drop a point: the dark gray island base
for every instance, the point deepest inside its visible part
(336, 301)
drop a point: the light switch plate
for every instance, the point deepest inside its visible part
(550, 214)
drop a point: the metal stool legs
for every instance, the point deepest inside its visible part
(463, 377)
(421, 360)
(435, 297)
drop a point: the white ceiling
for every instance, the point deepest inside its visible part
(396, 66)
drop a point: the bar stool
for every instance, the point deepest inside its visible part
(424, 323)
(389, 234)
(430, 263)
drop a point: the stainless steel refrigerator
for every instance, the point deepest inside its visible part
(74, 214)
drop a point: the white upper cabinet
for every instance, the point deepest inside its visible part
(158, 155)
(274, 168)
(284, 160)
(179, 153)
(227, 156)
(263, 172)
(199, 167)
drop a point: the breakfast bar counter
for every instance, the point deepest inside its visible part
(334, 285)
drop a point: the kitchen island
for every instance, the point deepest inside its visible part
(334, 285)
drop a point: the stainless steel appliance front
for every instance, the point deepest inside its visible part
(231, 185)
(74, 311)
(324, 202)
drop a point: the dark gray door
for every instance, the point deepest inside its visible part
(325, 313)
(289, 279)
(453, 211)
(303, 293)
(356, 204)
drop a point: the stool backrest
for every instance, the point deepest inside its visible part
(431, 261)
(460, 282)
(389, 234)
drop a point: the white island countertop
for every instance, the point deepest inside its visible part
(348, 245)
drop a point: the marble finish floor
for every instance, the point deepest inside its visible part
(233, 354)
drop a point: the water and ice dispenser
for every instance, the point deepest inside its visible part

§ §

### PROBLEM STATEMENT
Set down, exactly as they appear above, all lines from the one that has "drop a point: the stool backrest" down to the one that has "drop a point: the water and ice dispenser", including those two and no others.

### ANSWER BELOW
drop a point: the stool backrest
for every instance, the point deepest inside its visible part
(431, 261)
(460, 282)
(389, 234)
drop a point: the white island countertop
for every instance, the point deepest inside its visible part
(348, 245)
drop a point: the marble finish floor
for every instance, the point deepest inside its visible part
(233, 354)
drop a point: the water and ice dispenser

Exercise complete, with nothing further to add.